Only the run of lines from the one containing "Locate the bird's gray" through the last line should be returned, exactly as written.

+++

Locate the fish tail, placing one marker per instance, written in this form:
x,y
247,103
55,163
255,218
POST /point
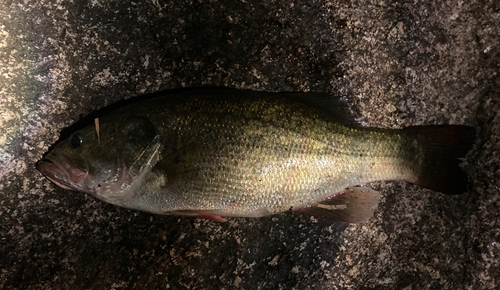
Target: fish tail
x,y
441,149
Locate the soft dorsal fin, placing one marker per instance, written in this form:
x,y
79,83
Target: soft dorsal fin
x,y
354,205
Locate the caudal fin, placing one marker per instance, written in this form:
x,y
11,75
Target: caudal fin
x,y
443,146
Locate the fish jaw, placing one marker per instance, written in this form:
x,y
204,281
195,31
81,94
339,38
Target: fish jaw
x,y
63,175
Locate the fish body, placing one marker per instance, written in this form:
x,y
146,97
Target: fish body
x,y
219,153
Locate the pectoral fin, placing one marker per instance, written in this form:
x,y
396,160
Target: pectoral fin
x,y
354,205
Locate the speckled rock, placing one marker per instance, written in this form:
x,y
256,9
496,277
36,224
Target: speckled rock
x,y
396,64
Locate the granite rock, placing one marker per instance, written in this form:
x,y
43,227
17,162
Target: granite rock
x,y
395,64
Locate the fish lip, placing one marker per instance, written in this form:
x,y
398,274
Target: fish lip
x,y
59,174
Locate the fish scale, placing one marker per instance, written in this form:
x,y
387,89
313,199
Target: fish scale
x,y
239,153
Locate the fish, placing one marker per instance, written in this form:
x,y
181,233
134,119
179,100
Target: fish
x,y
222,153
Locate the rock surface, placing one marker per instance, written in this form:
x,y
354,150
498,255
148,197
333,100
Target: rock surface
x,y
396,64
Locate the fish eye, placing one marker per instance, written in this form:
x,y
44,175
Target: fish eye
x,y
75,141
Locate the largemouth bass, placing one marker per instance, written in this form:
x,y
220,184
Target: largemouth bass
x,y
217,153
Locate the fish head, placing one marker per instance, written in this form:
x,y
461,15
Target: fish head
x,y
98,158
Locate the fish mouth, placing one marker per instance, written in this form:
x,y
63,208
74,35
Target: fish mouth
x,y
61,173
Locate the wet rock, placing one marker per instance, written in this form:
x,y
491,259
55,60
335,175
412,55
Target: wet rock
x,y
395,64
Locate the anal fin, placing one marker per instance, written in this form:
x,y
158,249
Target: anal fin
x,y
202,214
354,205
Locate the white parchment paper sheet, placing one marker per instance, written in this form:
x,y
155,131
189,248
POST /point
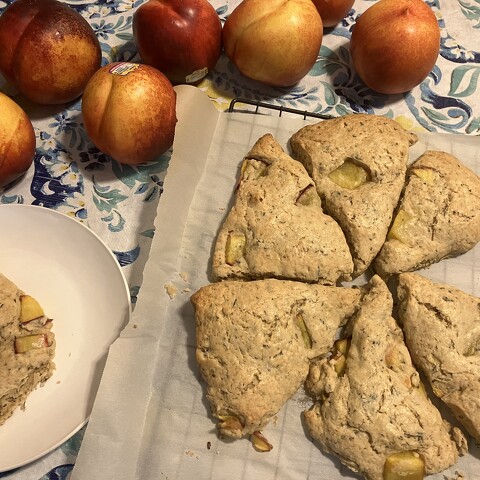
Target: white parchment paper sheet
x,y
151,419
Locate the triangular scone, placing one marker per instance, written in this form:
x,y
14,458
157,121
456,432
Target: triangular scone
x,y
438,216
442,331
358,163
254,342
27,347
276,227
375,407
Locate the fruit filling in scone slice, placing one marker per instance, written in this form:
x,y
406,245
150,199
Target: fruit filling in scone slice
x,y
276,227
371,409
438,216
27,347
358,163
442,330
254,341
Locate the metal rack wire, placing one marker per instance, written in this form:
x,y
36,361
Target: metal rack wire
x,y
235,106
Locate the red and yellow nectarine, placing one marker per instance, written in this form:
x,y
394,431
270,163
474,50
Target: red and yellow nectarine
x,y
17,141
182,39
129,112
47,50
395,44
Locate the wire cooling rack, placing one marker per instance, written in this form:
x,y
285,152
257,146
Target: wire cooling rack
x,y
244,105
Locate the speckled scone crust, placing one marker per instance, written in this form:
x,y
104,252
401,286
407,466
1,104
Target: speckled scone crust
x,y
20,373
278,218
438,216
380,147
442,331
378,407
254,342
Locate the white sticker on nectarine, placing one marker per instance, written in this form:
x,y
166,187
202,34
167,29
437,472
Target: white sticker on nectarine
x,y
123,68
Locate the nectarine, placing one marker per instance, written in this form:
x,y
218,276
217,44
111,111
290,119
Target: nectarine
x,y
129,112
47,50
17,141
182,39
395,44
275,42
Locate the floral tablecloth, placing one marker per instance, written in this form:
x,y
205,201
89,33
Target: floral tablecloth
x,y
119,202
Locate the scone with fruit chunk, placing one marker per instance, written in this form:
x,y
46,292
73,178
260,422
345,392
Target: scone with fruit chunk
x,y
358,163
442,331
26,350
372,410
255,340
438,216
276,227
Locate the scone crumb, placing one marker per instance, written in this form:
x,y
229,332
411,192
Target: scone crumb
x,y
171,289
184,276
191,454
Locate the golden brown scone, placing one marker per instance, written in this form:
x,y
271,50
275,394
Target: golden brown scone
x,y
442,331
277,227
358,163
376,407
438,216
26,349
254,342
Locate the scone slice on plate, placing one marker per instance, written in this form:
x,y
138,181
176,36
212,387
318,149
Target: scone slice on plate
x,y
438,216
27,347
442,331
373,412
358,163
254,342
276,227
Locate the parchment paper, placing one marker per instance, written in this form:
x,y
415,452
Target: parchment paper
x,y
150,419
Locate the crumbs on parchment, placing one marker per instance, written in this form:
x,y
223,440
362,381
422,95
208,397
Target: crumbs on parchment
x,y
171,289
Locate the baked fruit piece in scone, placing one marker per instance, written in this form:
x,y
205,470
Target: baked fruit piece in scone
x,y
276,227
438,215
373,412
27,347
255,339
442,331
358,163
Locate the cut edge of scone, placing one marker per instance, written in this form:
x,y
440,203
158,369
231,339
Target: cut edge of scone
x,y
27,350
438,215
254,343
442,330
276,227
371,410
351,173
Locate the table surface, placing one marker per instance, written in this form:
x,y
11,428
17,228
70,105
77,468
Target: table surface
x,y
119,202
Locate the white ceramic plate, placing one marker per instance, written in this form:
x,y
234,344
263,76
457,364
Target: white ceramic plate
x,y
79,283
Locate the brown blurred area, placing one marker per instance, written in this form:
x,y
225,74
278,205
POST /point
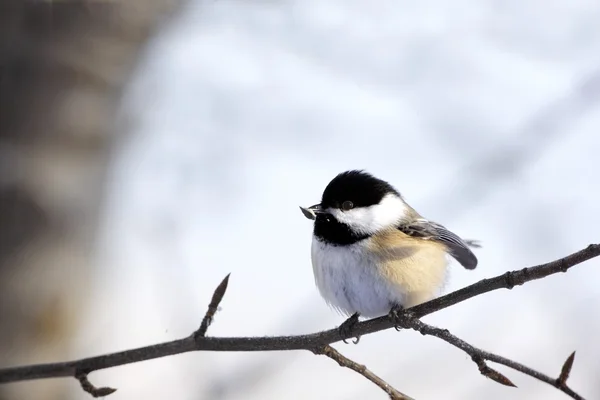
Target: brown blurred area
x,y
63,66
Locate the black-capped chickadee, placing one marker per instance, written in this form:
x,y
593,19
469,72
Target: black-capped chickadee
x,y
373,254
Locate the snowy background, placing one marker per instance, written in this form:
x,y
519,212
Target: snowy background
x,y
484,114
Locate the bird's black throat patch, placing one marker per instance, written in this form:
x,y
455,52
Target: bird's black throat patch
x,y
331,231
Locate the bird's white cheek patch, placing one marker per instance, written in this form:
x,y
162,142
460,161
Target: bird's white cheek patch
x,y
370,220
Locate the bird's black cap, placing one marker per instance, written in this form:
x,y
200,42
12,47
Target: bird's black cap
x,y
357,186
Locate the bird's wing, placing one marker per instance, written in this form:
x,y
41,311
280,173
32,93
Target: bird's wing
x,y
457,247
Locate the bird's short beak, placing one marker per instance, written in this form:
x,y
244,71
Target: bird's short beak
x,y
312,211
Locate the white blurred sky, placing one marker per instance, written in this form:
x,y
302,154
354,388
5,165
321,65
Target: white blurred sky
x,y
484,114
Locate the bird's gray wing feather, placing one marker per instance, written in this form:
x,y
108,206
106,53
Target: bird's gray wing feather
x,y
457,247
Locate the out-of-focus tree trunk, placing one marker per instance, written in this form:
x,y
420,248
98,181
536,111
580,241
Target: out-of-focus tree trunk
x,y
62,68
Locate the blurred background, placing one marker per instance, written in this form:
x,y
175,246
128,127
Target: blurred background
x,y
148,148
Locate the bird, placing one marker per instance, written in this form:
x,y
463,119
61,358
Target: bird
x,y
373,254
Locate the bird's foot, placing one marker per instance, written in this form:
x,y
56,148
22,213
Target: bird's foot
x,y
399,315
347,327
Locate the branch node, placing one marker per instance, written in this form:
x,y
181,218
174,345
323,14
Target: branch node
x,y
213,307
491,373
566,370
510,280
88,387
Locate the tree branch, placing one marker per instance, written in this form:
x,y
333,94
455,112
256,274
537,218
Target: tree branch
x,y
345,362
480,356
198,342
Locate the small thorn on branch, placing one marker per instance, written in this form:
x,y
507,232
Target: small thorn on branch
x,y
566,370
88,387
491,373
213,307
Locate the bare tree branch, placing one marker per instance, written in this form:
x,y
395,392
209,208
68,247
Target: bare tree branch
x,y
480,356
198,342
345,362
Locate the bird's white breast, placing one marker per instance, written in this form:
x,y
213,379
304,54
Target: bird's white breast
x,y
354,278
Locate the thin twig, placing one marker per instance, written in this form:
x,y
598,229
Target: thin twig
x,y
507,280
479,356
345,362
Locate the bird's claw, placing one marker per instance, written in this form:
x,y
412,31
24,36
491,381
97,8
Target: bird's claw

+++

▸ TASK SOLUTION
Locate the bird's gray wing feather, placing one marker per instance, written in this form:
x,y
108,206
106,53
Target: bird's gray wing feather
x,y
457,247
Locate the out-of-focus tree trunk, placing one marker per instance, written in this form:
x,y
420,248
98,181
536,111
580,241
Target: out-of-focus tree trunk
x,y
62,68
Locate the blurred background, placing one marker per instance, written in this form:
x,y
175,246
128,127
Target: blurred background
x,y
148,148
Locate the bird, placing one marker per instance, written in this form:
x,y
463,119
61,358
Target: bird
x,y
373,254
Locate the bird's foot, placing one marker per instance, written in this form:
x,y
56,148
22,213
Target: bird's foot
x,y
399,315
347,327
Locate the branch node, placing one marker per instance, written in this form:
x,y
181,218
174,345
323,14
Target: branch node
x,y
213,307
491,373
566,370
510,280
88,387
Locate the tree branch, placing one marker per instance, written in this form:
x,y
333,94
455,112
256,274
537,218
Target: tree branch
x,y
345,362
480,356
198,342
Locate the small thorn on branch, placing one marker per instance, written in this form:
x,y
507,232
Target: small thorn on branch
x,y
566,370
88,387
491,373
213,307
Locate the bare tree branch, placing one marker per instance, written in this form:
x,y
395,392
209,208
68,247
Target: bare tree branch
x,y
480,356
198,342
345,362
Locate the bird's white breast, placing one marker per instance, written in this form:
x,y
213,379
304,54
Target: bird's white breast
x,y
354,278
Locate the thin twig, placing one marker per instance, written in this form:
x,y
598,229
Target: thin twig
x,y
507,280
479,356
345,362
Locate the bird's claw, placing one marker per instance, written in this form:
x,y
412,31
24,36
491,381
97,8
Target: bird's claw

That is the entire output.